== OBJECTIVE ==
Quote everything from the start of the material down to the line containing "xmin=50 ymin=151 xmax=377 ymax=299", including that line.

(Dataset excerpt)

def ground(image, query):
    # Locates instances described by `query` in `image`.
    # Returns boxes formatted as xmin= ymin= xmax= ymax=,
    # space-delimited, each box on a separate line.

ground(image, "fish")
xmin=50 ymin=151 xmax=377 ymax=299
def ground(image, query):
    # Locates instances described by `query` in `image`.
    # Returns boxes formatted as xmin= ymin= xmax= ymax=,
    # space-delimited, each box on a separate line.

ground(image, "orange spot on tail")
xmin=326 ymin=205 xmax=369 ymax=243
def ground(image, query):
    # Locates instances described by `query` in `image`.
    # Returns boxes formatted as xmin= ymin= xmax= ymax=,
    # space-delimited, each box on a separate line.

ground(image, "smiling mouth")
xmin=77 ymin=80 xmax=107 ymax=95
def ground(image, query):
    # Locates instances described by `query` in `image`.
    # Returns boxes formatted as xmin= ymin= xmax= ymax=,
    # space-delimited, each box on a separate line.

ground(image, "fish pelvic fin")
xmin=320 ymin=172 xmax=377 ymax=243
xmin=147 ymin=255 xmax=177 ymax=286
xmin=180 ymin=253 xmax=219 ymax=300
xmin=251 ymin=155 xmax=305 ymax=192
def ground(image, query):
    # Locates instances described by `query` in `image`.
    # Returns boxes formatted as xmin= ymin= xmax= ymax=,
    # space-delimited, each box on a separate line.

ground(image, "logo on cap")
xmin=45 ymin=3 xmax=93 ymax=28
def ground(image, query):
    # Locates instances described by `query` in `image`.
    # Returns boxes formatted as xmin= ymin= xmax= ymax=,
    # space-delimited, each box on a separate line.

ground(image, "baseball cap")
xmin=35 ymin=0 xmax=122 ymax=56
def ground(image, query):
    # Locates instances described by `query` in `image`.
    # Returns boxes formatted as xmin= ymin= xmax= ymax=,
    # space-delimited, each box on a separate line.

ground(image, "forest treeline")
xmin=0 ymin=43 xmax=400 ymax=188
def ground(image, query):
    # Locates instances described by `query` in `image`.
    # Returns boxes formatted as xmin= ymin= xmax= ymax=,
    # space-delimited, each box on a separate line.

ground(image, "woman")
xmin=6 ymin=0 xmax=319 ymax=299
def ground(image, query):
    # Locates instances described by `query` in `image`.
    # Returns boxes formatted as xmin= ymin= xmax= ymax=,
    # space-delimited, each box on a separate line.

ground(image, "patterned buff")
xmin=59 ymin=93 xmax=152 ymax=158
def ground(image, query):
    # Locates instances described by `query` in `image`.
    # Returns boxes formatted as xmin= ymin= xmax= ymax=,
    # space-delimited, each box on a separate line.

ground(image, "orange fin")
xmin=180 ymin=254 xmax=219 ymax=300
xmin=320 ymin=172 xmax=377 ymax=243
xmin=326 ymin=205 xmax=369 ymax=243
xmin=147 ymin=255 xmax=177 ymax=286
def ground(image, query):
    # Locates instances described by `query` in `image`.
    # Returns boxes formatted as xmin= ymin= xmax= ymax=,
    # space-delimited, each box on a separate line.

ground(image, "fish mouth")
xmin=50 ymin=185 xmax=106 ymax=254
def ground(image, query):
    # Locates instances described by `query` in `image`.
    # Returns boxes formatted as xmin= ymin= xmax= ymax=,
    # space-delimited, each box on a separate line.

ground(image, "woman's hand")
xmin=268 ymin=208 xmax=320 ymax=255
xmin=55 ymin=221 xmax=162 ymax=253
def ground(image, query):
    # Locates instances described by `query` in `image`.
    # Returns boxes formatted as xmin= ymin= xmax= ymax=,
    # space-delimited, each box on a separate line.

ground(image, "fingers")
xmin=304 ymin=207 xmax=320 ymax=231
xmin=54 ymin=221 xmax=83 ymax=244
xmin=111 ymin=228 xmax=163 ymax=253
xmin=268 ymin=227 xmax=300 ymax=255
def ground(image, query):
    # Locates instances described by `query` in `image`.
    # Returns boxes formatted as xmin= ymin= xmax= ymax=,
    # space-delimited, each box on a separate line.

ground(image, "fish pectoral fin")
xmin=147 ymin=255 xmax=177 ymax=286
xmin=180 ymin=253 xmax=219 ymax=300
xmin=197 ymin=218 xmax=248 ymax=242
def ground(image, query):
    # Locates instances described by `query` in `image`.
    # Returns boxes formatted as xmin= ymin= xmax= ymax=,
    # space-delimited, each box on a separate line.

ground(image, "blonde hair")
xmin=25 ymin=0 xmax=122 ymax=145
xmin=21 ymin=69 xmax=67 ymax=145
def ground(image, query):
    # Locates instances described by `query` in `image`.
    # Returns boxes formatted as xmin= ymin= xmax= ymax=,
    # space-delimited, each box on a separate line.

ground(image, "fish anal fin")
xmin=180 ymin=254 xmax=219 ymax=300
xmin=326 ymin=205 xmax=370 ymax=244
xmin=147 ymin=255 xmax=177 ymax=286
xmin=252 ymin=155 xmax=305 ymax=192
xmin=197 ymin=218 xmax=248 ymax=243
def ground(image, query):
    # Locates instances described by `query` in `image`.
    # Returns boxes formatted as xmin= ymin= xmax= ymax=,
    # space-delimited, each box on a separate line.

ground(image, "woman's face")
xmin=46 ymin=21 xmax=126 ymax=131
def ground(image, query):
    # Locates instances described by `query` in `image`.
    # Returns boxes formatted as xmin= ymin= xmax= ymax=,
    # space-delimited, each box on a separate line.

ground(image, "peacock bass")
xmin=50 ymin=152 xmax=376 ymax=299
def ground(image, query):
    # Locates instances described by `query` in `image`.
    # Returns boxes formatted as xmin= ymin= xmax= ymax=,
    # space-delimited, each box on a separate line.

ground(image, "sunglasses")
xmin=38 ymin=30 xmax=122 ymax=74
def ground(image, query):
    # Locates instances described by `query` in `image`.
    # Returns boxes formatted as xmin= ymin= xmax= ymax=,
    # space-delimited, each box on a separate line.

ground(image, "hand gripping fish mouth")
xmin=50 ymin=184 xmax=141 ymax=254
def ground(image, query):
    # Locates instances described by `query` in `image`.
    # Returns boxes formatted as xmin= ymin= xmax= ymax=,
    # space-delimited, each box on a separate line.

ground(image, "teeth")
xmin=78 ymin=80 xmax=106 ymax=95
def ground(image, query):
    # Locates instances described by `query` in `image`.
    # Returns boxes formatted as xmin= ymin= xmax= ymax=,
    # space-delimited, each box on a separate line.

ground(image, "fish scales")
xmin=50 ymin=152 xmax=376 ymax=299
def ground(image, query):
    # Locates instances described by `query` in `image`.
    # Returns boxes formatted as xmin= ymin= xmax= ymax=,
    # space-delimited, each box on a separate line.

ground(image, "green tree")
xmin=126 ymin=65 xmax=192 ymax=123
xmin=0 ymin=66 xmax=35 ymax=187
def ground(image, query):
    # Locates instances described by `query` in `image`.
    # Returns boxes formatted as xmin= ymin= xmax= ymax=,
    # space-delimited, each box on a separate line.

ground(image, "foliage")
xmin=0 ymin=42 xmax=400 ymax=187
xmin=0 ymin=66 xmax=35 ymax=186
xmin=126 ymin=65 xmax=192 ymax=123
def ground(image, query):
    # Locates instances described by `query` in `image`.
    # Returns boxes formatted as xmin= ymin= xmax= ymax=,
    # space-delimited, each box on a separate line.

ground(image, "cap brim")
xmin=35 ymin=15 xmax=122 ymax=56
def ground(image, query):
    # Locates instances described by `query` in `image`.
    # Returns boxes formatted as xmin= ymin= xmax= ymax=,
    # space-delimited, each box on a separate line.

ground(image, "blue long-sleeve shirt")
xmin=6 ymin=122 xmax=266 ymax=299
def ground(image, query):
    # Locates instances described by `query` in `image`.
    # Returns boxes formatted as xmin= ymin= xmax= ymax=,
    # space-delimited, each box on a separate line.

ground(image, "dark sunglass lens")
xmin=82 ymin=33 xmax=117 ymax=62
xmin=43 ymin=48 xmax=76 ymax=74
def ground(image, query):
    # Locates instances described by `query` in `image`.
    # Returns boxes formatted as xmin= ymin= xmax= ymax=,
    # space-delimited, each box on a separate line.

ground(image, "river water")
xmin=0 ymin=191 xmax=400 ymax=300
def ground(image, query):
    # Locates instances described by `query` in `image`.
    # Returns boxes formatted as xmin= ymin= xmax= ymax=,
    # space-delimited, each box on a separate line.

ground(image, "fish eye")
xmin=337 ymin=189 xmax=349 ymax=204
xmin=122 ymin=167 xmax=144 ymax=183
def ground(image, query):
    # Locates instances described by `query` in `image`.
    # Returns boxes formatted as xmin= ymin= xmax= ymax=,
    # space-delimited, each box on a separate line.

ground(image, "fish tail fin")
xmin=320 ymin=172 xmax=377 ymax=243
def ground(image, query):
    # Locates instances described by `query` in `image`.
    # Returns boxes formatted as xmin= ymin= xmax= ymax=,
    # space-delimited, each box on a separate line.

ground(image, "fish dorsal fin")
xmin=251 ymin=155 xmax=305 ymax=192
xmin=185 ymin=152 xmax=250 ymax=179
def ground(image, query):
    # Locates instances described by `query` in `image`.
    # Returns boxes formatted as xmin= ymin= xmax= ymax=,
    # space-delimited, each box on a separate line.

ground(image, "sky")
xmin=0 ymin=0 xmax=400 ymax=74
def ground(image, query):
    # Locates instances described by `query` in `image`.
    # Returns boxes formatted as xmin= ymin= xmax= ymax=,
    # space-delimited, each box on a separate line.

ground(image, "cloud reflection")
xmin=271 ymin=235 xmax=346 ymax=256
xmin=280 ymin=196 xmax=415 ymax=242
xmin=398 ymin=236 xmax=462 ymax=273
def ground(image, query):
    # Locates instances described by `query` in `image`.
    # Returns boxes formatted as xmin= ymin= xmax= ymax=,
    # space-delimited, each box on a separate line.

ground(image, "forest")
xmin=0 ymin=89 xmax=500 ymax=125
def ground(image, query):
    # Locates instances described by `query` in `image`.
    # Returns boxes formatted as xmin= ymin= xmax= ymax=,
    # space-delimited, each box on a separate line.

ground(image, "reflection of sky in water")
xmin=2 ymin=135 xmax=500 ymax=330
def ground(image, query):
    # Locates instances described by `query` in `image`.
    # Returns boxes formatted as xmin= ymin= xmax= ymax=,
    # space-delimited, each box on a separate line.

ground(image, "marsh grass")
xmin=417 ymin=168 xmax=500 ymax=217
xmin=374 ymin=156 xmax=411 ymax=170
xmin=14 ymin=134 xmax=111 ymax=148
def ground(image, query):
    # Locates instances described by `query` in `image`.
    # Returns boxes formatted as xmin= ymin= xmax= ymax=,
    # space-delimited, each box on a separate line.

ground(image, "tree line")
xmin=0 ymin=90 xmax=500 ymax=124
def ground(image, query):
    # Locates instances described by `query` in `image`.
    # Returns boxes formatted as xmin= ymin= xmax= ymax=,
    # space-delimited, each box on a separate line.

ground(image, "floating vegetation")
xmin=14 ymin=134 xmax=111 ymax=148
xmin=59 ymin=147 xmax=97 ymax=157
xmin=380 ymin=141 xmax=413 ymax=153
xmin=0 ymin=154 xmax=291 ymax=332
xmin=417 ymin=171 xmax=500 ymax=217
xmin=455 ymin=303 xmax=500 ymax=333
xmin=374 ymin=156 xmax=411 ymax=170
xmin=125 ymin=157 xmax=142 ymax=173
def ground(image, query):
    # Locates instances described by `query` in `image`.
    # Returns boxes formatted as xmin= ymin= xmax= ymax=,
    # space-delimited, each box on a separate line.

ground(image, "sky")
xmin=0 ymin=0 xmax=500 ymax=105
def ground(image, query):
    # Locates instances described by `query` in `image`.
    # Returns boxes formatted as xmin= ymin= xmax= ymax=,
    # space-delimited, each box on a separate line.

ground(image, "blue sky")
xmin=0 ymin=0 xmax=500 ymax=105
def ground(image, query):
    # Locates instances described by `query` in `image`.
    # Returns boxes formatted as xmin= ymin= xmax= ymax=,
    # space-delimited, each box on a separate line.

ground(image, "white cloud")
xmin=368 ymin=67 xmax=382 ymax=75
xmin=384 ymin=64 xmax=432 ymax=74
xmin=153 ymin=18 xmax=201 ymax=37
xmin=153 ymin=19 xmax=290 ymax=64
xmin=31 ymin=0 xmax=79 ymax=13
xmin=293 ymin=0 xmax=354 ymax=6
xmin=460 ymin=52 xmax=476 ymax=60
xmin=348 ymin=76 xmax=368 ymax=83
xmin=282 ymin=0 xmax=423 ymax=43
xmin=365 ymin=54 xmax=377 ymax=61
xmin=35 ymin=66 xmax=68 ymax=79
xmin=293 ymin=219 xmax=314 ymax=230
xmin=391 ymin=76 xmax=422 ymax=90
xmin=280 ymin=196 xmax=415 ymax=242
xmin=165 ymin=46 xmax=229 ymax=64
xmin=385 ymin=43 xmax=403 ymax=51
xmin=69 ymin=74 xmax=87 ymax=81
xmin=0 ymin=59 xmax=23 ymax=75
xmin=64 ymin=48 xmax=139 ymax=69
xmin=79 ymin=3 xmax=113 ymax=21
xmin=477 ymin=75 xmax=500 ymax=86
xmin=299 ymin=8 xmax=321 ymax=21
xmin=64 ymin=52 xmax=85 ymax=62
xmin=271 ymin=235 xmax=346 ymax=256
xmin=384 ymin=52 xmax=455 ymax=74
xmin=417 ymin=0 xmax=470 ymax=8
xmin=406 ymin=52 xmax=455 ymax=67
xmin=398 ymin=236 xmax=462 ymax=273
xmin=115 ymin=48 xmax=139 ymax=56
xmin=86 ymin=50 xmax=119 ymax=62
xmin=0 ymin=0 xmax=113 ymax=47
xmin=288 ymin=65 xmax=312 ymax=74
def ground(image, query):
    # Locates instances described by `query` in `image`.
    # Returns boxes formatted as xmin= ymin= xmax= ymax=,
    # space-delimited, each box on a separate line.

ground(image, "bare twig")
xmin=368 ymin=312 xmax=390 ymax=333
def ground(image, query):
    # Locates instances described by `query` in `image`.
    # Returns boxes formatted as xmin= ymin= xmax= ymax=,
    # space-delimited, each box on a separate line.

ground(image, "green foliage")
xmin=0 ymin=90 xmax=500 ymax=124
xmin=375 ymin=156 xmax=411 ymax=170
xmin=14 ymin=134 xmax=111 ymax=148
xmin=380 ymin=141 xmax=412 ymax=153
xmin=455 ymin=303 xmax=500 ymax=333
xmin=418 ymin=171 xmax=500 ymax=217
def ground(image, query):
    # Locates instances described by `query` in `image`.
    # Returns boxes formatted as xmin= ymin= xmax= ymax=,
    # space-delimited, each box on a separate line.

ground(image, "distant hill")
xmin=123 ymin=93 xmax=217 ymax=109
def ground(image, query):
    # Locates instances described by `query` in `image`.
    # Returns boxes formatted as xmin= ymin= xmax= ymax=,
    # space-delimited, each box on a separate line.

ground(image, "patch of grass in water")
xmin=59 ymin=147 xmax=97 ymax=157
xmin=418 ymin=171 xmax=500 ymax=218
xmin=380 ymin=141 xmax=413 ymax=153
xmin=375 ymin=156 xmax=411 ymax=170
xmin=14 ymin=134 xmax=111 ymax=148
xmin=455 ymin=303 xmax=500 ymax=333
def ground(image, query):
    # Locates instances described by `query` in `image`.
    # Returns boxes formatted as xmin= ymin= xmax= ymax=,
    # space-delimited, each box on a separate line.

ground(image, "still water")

== FULL RESPONSE ==
def ground(image, query):
    # Locates instances described by `query` in `image`.
    # Returns boxes formatted as xmin= ymin= xmax= ymax=,
    # space-delimited, each box on a separate line.

ground(image, "fish")
xmin=50 ymin=151 xmax=377 ymax=299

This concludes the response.